● **What to do**
Can you convert the records below into a JSON list of strings, one string per line, with blank lines dropped?

Records of named region outlines
(begin)
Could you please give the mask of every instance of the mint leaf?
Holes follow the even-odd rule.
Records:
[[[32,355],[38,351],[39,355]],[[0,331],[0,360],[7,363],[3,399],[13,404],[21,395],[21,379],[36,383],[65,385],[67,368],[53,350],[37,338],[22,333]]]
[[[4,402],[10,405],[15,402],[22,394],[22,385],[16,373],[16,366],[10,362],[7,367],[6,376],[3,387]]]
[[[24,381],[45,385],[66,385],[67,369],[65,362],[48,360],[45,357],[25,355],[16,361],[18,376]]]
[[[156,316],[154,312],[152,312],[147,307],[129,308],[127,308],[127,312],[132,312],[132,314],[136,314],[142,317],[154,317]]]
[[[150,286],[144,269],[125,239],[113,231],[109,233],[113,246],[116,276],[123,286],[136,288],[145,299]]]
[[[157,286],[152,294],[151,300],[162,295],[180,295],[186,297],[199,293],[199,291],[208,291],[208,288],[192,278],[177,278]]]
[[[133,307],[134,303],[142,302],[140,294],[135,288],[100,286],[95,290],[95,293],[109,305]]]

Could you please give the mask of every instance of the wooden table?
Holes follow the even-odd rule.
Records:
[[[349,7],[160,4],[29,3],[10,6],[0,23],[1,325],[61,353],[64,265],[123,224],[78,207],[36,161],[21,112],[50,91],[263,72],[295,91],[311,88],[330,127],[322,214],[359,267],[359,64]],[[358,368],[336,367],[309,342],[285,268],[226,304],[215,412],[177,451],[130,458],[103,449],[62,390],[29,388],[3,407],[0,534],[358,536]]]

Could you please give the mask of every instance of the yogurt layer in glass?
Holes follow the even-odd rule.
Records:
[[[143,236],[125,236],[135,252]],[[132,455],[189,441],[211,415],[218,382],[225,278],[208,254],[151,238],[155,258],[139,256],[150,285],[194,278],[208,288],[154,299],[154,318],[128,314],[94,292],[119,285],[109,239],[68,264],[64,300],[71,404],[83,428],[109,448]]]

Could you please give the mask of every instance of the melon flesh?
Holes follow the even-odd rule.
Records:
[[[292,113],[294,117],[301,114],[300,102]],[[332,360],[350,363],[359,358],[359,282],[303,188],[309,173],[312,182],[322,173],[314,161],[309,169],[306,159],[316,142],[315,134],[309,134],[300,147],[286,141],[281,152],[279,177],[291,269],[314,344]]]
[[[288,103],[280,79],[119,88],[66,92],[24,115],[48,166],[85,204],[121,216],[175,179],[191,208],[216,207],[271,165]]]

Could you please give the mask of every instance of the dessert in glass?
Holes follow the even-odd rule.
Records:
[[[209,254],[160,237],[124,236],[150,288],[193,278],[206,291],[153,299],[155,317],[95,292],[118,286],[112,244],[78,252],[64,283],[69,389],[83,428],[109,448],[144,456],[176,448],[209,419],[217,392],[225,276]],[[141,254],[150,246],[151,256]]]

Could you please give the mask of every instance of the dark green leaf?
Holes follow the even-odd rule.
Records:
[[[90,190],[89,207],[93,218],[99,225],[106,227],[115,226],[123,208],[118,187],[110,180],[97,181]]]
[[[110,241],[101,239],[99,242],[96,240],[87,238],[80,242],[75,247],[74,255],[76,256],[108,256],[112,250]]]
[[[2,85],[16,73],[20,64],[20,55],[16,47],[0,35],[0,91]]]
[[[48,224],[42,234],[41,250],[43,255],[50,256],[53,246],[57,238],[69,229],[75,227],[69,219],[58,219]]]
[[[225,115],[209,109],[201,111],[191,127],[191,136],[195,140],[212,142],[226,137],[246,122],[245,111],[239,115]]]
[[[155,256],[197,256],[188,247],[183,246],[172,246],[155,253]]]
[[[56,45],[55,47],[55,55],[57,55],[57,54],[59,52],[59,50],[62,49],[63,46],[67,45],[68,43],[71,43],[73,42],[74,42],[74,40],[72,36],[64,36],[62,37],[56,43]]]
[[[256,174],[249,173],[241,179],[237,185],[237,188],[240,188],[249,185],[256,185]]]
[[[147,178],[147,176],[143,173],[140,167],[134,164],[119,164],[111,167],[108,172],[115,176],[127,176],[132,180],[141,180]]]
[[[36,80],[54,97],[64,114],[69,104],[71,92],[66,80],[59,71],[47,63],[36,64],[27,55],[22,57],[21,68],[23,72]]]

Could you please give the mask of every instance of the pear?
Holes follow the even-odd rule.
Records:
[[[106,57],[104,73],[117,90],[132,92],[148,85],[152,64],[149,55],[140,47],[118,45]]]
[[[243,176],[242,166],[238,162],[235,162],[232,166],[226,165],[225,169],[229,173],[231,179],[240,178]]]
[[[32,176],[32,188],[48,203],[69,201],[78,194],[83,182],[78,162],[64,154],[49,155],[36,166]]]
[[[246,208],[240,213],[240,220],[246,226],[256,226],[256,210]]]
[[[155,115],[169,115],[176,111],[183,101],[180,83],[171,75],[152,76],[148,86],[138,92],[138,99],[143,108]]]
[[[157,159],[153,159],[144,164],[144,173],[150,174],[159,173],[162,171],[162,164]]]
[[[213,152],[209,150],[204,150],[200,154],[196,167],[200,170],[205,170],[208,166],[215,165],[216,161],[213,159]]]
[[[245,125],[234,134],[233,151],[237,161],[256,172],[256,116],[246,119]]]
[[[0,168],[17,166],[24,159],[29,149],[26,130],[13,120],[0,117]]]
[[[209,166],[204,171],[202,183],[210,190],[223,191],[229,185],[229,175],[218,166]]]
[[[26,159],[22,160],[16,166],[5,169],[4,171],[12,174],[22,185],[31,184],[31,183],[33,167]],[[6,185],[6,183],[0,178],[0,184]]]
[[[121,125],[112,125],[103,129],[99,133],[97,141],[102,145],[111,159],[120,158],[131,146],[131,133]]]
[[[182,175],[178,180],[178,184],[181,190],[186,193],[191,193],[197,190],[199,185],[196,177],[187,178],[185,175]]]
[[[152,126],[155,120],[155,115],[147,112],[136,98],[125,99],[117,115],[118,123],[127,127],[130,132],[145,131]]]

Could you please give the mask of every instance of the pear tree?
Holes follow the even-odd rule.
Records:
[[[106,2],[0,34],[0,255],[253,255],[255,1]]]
(end)
● **Finished exercise**
[
  "Could you please give the mask of every instance of the mint leaf?",
  "Holes follow the even-odd rule.",
  "Records:",
  "[[[32,355],[38,351],[39,355]],[[0,331],[0,360],[7,363],[3,399],[13,404],[21,395],[21,379],[36,383],[65,385],[67,368],[53,350],[37,338],[22,333]]]",
  "[[[4,402],[10,405],[15,402],[22,394],[22,385],[16,373],[16,366],[10,362],[7,367],[6,376],[3,387]]]",
  "[[[24,381],[45,385],[66,385],[67,369],[65,362],[48,360],[45,357],[25,355],[16,361],[18,376]]]",
  "[[[156,316],[154,312],[152,312],[147,307],[129,308],[127,308],[127,312],[132,312],[132,314],[136,314],[142,317],[154,317]]]",
  "[[[150,286],[144,269],[125,239],[113,231],[109,233],[113,246],[116,276],[123,286],[136,288],[145,299]]]",
  "[[[157,286],[152,294],[151,300],[162,295],[180,295],[186,297],[199,293],[199,291],[208,291],[208,288],[192,278],[177,278]]]",
  "[[[133,307],[134,303],[142,302],[140,294],[135,288],[100,286],[95,290],[95,293],[109,305]]]",
  "Could you please give the mask of every instance of the wooden table?",
  "Holes follow the even-odd rule.",
  "Records:",
  "[[[349,7],[160,4],[29,3],[10,6],[0,23],[1,325],[61,353],[64,265],[123,224],[78,207],[36,161],[21,112],[50,91],[263,72],[295,91],[311,88],[330,127],[322,214],[359,267],[359,64]],[[358,368],[336,367],[309,342],[285,268],[226,304],[215,412],[177,451],[130,458],[103,449],[62,390],[29,388],[3,407],[0,534],[358,536]]]",
  "Could you please give the mask of every instance of the yogurt layer in glass?",
  "Holes follow the even-odd rule.",
  "Records:",
  "[[[143,236],[125,236],[135,252]],[[132,455],[189,441],[211,415],[218,382],[225,278],[208,254],[151,238],[155,258],[139,256],[150,285],[194,278],[208,288],[154,299],[154,318],[128,314],[94,292],[119,285],[109,239],[68,264],[64,300],[71,404],[83,428],[109,448]]]",
  "Could you please give the mask of every instance of the melon flesh?",
  "Holes follow the even-odd rule.",
  "Records:",
  "[[[292,113],[294,117],[301,114],[300,102]],[[332,360],[350,363],[359,358],[359,282],[303,188],[309,173],[312,182],[322,173],[314,161],[309,169],[306,159],[316,142],[315,134],[309,134],[300,147],[286,141],[281,152],[279,177],[291,269],[314,344]]]",
  "[[[288,103],[280,79],[119,88],[66,92],[24,115],[48,166],[85,204],[121,216],[175,179],[191,208],[216,207],[271,165]]]",
  "Could you please give the mask of every instance of the dessert in glass?",
  "Holes follow the even-odd rule.",
  "Records:",
  "[[[209,254],[160,237],[124,236],[150,288],[193,278],[206,291],[153,299],[155,317],[95,292],[118,286],[112,244],[78,252],[64,283],[69,389],[83,428],[109,448],[144,456],[176,448],[209,419],[217,392],[225,276]],[[141,254],[150,246],[151,256]]]",
  "Could you please give the mask of every instance of the dark green leaf?",
  "Holes follow the even-odd rule.",
  "Records:",
  "[[[90,190],[89,207],[93,218],[99,225],[106,227],[115,226],[123,208],[118,187],[110,180],[97,181]]]",
  "[[[110,241],[101,239],[99,242],[96,240],[87,238],[80,242],[75,247],[74,255],[76,256],[108,256],[112,250]]]",
  "[[[2,85],[16,73],[20,64],[20,55],[16,47],[0,35],[0,91]]]",
  "[[[48,224],[42,234],[41,250],[43,255],[50,256],[53,246],[57,238],[69,229],[75,227],[69,219],[58,219]]]",
  "[[[225,115],[209,109],[201,111],[191,127],[191,136],[195,140],[212,142],[226,137],[246,122],[245,111],[239,115]]]",
  "[[[155,256],[197,256],[188,247],[183,246],[172,246],[155,253]]]",
  "[[[56,45],[55,47],[55,55],[57,55],[57,54],[59,52],[59,50],[62,49],[63,46],[67,45],[68,43],[71,43],[73,42],[74,42],[74,40],[72,36],[64,36],[62,37],[56,43]]]",
  "[[[256,174],[249,173],[241,179],[237,185],[237,188],[240,188],[249,185],[256,185]]]",
  "[[[147,178],[147,176],[143,173],[140,167],[134,164],[119,164],[111,167],[108,172],[115,176],[127,176],[132,180],[141,180]]]",
  "[[[36,80],[54,97],[64,114],[69,104],[71,92],[66,80],[59,71],[47,63],[36,64],[27,55],[22,57],[21,68],[23,72]]]",
  "Could you please give the mask of every instance of the pear?",
  "Holes follow the even-odd rule.",
  "Records:",
  "[[[106,57],[104,73],[117,90],[132,92],[148,85],[152,64],[149,55],[140,47],[118,45]]]",
  "[[[243,176],[242,166],[238,162],[235,162],[232,166],[226,165],[225,169],[229,173],[231,179],[240,178]]]",
  "[[[32,176],[32,188],[48,203],[69,201],[78,194],[83,182],[78,162],[64,154],[49,155],[36,166]]]",
  "[[[246,208],[240,213],[240,220],[246,226],[256,226],[256,210]]]",
  "[[[155,115],[169,115],[176,111],[183,101],[180,83],[171,75],[152,76],[148,86],[138,92],[138,99],[143,108]]]",
  "[[[157,159],[153,159],[144,164],[144,173],[150,174],[159,173],[162,171],[162,164]]]",
  "[[[213,152],[209,150],[204,150],[200,154],[196,167],[200,170],[205,170],[208,166],[215,165],[216,161],[213,159]]]",
  "[[[245,125],[234,134],[233,151],[237,161],[256,172],[256,116],[246,119]]]",
  "[[[0,168],[17,166],[24,159],[29,149],[26,130],[13,120],[0,117]]]",
  "[[[209,166],[204,171],[202,183],[210,190],[223,191],[229,185],[229,175],[218,166]]]",
  "[[[26,159],[22,160],[16,166],[5,169],[4,171],[12,174],[22,185],[31,184],[31,183],[33,167]],[[6,185],[6,183],[0,178],[0,184]]]",
  "[[[121,125],[112,125],[103,129],[99,133],[97,141],[102,145],[111,159],[120,158],[131,146],[131,133]]]",
  "[[[182,175],[178,180],[178,184],[181,190],[186,193],[191,193],[197,190],[199,185],[196,177],[187,178],[185,175]]]",
  "[[[152,126],[155,120],[155,115],[147,112],[136,98],[125,99],[117,115],[118,123],[127,127],[130,132],[145,131]]]",
  "Could you please give the mask of every instance of the pear tree?",
  "Holes follow the even-odd rule.",
  "Records:",
  "[[[106,2],[0,34],[0,255],[253,255],[255,1]]]"
]